→ GOAL OF THE EXERCISE
Update the lines starting at the one that contains "If there is any tile" and ending at the one that contains "309 214 360 229", changing "pendant light" to "ceiling lamp" and leaving everything else as it is. Give back only those lines.

[Dataset extracts labeled with boxes]
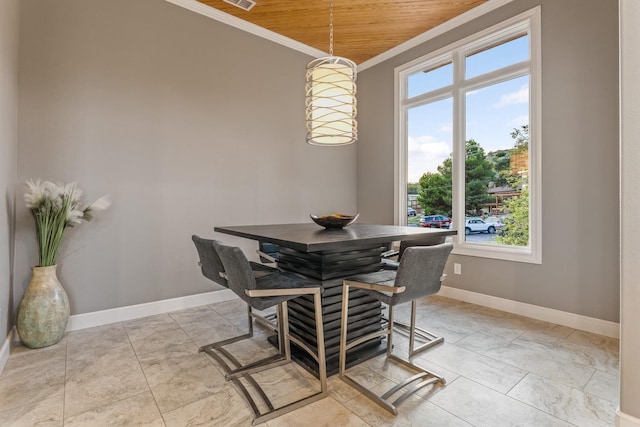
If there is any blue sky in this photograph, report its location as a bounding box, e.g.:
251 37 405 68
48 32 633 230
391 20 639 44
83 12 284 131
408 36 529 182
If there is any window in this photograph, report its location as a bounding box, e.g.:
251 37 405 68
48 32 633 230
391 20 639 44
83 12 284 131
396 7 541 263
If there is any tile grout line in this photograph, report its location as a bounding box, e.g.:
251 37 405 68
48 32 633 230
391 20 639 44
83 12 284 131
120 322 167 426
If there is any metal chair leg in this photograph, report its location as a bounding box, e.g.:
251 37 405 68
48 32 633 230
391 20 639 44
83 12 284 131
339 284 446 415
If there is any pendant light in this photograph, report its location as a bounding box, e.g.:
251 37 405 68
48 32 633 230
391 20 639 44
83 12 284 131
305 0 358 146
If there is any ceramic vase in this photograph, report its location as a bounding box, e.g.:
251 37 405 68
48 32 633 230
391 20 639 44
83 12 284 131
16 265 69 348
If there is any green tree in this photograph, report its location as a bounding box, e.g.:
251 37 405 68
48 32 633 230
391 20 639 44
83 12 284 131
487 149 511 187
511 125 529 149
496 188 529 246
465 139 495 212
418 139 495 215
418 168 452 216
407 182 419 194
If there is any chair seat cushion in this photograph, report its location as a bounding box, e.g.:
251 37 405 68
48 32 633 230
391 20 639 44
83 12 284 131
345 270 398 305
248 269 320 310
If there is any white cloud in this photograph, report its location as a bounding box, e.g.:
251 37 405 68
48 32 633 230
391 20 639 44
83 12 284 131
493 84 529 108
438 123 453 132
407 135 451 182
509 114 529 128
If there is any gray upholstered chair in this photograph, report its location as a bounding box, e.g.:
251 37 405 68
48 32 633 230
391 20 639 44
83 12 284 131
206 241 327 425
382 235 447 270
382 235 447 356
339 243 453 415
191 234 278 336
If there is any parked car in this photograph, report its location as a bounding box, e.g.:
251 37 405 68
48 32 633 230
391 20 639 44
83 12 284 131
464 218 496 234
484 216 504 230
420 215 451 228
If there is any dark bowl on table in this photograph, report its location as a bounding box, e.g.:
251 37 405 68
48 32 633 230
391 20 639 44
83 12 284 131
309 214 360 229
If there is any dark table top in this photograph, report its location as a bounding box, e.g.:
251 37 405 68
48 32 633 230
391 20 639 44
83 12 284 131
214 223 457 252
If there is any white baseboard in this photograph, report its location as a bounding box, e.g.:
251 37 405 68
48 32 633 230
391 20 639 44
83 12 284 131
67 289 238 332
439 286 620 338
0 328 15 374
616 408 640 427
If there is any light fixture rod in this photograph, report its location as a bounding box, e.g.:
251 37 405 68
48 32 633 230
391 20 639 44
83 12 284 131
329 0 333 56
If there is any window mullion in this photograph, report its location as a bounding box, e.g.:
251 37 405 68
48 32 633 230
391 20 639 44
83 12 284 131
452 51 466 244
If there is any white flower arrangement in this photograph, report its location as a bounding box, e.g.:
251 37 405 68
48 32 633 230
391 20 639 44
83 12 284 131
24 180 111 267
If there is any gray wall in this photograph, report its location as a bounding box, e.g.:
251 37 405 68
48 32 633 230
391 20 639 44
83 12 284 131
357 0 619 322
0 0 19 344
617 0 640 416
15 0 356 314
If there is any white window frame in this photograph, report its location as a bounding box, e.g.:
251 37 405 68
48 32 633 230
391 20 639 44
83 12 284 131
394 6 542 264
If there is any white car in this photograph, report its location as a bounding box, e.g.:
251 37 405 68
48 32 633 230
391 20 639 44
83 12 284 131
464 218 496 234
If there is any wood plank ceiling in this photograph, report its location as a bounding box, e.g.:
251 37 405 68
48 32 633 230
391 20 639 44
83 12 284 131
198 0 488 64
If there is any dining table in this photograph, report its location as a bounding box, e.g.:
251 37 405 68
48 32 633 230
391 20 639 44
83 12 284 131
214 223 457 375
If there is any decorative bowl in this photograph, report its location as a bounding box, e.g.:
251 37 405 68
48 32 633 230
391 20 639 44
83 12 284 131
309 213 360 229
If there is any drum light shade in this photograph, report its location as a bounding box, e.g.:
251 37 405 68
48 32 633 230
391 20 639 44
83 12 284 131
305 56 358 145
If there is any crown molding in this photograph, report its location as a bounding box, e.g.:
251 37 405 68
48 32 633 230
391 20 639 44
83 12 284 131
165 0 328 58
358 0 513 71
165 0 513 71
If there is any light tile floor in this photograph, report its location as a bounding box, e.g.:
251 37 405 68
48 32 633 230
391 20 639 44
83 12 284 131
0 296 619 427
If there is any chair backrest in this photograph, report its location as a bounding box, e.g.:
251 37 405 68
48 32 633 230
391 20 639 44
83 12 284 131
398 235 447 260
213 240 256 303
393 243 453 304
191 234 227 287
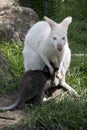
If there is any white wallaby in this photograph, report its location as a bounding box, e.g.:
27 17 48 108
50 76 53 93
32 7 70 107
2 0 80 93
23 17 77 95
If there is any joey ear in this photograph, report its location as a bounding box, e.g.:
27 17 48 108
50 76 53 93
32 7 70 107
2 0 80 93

==

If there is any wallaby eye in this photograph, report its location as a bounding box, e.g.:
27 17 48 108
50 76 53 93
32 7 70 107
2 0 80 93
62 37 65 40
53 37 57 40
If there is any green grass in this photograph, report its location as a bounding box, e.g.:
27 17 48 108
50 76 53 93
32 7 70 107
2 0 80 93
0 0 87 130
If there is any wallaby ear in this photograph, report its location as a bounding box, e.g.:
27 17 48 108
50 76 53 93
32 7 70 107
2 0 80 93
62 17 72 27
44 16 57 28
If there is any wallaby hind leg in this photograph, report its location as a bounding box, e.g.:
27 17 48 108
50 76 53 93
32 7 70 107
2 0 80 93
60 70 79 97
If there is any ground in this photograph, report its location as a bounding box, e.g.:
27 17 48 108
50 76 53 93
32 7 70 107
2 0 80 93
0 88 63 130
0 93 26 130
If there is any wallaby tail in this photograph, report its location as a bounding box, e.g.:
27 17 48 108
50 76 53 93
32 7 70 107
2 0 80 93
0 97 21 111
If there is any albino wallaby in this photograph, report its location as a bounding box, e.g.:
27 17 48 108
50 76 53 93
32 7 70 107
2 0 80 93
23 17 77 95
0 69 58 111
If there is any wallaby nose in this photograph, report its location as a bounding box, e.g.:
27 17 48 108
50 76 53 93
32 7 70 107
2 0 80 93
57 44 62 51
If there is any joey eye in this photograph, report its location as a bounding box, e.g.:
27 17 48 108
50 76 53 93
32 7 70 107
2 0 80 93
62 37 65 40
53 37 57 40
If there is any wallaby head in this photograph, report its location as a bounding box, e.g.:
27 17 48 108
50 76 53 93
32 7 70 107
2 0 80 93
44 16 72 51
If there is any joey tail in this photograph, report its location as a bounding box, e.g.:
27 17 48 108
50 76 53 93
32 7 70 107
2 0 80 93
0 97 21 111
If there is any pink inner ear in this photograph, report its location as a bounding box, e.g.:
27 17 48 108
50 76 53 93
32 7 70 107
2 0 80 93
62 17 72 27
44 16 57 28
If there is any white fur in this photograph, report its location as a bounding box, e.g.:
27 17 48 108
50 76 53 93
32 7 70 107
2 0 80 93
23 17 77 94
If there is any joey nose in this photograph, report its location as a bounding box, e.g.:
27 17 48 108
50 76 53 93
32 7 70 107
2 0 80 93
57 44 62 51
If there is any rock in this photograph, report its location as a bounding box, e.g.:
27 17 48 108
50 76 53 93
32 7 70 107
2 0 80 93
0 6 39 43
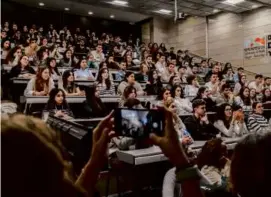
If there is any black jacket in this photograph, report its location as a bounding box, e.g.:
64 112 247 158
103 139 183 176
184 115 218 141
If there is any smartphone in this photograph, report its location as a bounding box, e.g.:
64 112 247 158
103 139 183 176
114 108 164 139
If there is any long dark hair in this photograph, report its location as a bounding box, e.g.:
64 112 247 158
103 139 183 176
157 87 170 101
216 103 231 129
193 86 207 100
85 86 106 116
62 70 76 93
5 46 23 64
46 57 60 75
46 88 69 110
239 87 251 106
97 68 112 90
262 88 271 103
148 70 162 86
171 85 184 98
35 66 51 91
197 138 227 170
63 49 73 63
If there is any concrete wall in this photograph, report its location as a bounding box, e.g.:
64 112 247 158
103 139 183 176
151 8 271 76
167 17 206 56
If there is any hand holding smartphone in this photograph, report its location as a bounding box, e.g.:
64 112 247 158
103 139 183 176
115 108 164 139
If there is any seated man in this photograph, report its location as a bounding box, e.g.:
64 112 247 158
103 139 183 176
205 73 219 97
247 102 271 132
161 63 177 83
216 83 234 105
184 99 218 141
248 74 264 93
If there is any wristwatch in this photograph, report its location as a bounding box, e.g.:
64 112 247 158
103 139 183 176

→ THE RESULT
If there is any tile grout line in this photograph, report its location as a bounding box, e.g.:
251 37 405 68
48 32 633 230
391 20 639 44
83 12 284 131
120 322 167 426
If there is any metal chair leg in this photograph, report its location as a bounding box, e.g.:
251 37 405 68
48 32 633 230
391 20 639 44
83 12 284 131
339 284 446 415
If there is any ceiling lamp in this photograph, report its location as a bounding box, e.g.:
251 37 405 68
48 32 633 230
391 20 639 44
83 12 284 131
305 0 358 146
If there is any ceramic vase in this photograph, report its location as a bounding box, e.g.:
251 37 405 68
48 32 633 230
391 20 639 44
83 12 284 131
16 265 69 348
If there is any green tree in this photograph, report its location as a bounding box, e.g.:
251 37 405 68
48 32 633 230
391 20 639 44
83 12 284 131
487 149 511 187
511 125 529 149
496 188 529 246
465 139 495 212
418 139 495 215
418 168 452 216
407 182 419 194
If there is any chair seat cushion in this photograph, report its location as a bounding box, e.g.:
251 37 405 68
48 32 633 230
391 20 639 44
83 12 284 131
345 270 398 305
248 269 320 310
If there is any white cloud in this photograph, report its location as a bounding box, e.g.:
251 37 405 68
48 32 633 230
391 20 639 44
83 12 284 131
493 84 529 108
438 123 453 132
407 135 451 182
509 114 529 128
If there is any gray upholstered chair in this photograph, report its location as a bounding box, e.g.:
251 37 405 68
48 32 633 230
391 20 639 44
83 12 284 131
206 241 327 425
382 235 447 270
382 235 447 356
339 243 453 415
191 234 278 336
If there is any parked car in this photograph, report its location as a bounding box, e.g.:
251 37 405 68
48 32 633 230
391 20 639 44
83 12 284 131
464 218 496 234
484 216 504 230
420 215 451 228
If there is any dark bowl on table in this photograph, report its location as a bounding box, e.g.:
251 37 405 68
48 32 633 230
391 20 639 44
83 12 284 131
309 214 360 229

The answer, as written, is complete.